Angaben zur Aufgabe:
Gib den folgenden Text über den Sonntagsausflug zum Grillrestaurant an der alten Bahnstation bitte vollständig und wortgetreu wieder.

Zwei Freundinnen hatten mich aufgefordert, an einem Sonntag Mittag in die Steppe zu fahren, zu einer Lagune, die neben einer alten Bahnstation liegt und wo es eine Parilla gibt, ein Grillrestaurant, indem man Asado essen kann, Fleisch auf einem langsamen Feuer zubereitet. Ich sagte zu, wir fuhren aus der kleinen Stadt heraus und waren schnell im Grenzenlosen, es war windig, trocken und staubig.
Das Grillrestaurant liegt dicht an Bahngleisen, hier kommt einmal in der Woche ein Zug vorbei, der in den Süden fährt. Dann legen Kinder Münzen auf die Schienen, die der Zug platt drückt. Anschliessend verkaufen oder verschenken sie ihre Schätze an die Gäste der Bahnstation, die in dem umgebauten Wartesaal Tee trinken und dazu die leckersten Scones und Torten essen. Wir aber waren zum Mittagessen dort, betraten den großen Speisesaal des Restaurants und nahmen Platz.
Wir waren früh, setzten uns, und ich entdeckte am anderen Ende des Saales eine kleine Bühne mit Mikrofon und Lautsprecher. Es würde Musik geben, dachte ich, und schon fing der Herr an zu spielen. Bandoneonmusik, Klänge, die ich aus den Straßen von Buenos Aires kannte und die mich sofort in eine gute Schwingung versetzten. Ich stand auf, um das was ich hörte, aus der Nähe zu betrachten. Er spielte einen Tango, dann einen Chamamé und wieder einen Tango. Ganz sanft berührte er die weißen Knöpfe an beiden Seiten des Bandoneons, das mit dem rhytmischen Auf- und Zuziehen zu atmen schien. Manchmal waren es lange tiefe Züge, wie ein Seufzer, dann wieder kurze, schnelle. Manchmal spielte er allein, dann wieder begleitete ihn ein Gitarrist und eine junge Frau mit einem modernen knallroten Bandoneon. Oft schaute er seine Zuhörer direkt an, lächelte und seine leuchtenden Augen schauten fröhlich ins Weite, auch wenn seine Musik manchmal traurig war.

Einträge zu Objektpositionen im Bild:
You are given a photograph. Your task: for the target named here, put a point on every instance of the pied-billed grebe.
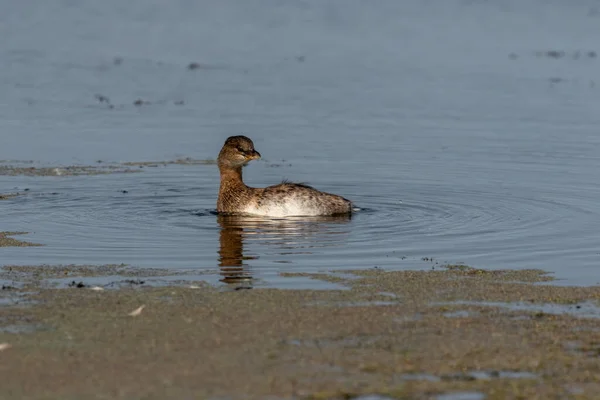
(285, 199)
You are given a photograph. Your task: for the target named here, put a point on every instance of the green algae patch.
(71, 170)
(7, 241)
(39, 273)
(209, 342)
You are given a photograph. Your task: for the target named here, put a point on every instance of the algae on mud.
(207, 342)
(6, 241)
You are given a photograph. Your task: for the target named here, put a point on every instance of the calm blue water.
(448, 121)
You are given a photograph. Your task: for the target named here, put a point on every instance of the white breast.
(291, 207)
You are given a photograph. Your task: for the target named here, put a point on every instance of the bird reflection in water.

Ergebnis der Aufgabe:
Zwei Freundinnen hatten mich aufgefordert, an einem Sonntag Mittag in die Steppe zu fahren, zu einer Lagune, die neben einer alten Bahnstation liegt und wo es eine Parilla gibt, ein Grillrestaurant, indem man Asado essen kann, Fleisch auf einem langsamen Feuer zubereitet. Ich sagte zu, wir fuhren aus der kleinen Stadt heraus und waren schnell im Grenzenlosen, es war windig, trocken und staubig.
Das Grillrestaurant liegt dicht an Bahngleisen, hier kommt einmal in der Woche ein Zug vorbei, der in den Süden fährt. Dann legen Kinder Münzen auf die Schienen, die der Zug platt drückt. Anschliessend verkaufen oder verschenken sie ihre Schätze an die Gäste der Bahnstation, die in dem umgebauten Wartesaal Tee trinken und dazu die leckersten Scones und Torten essen. Wir aber waren zum Mittagessen dort, betraten den großen Speisesaal des Restaurants und nahmen Platz.
Wir waren früh, setzten uns, und ich entdeckte am anderen Ende des Saales eine kleine Bühne mit Mikrofon und Lautsprecher. Es würde Musik geben, dachte ich, und schon fing der Herr an zu spielen. Bandoneonmusik, Klänge, die ich aus den Straßen von Buenos Aires kannte und die mich sofort in eine gute Schwingung versetzten. Ich stand auf, um das was ich hörte, aus der Nähe zu betrachten. Er spielte einen Tango, dann einen Chamamé und wieder einen Tango. Ganz sanft berührte er die weißen Knöpfe an beiden Seiten des Bandoneons, das mit dem rhytmischen Auf- und Zuziehen zu atmen schien. Manchmal waren es lange tiefe Züge, wie ein Seufzer, dann wieder kurze, schnelle. Manchmal spielte er allein, dann wieder begleitete ihn ein Gitarrist und eine junge Frau mit einem modernen knallroten Bandoneon. Oft schaute er seine Zuhörer direkt an, lächelte und seine leuchtenden Augen schauten fröhlich ins Weite, auch wenn seine Musik manchmal traurig war.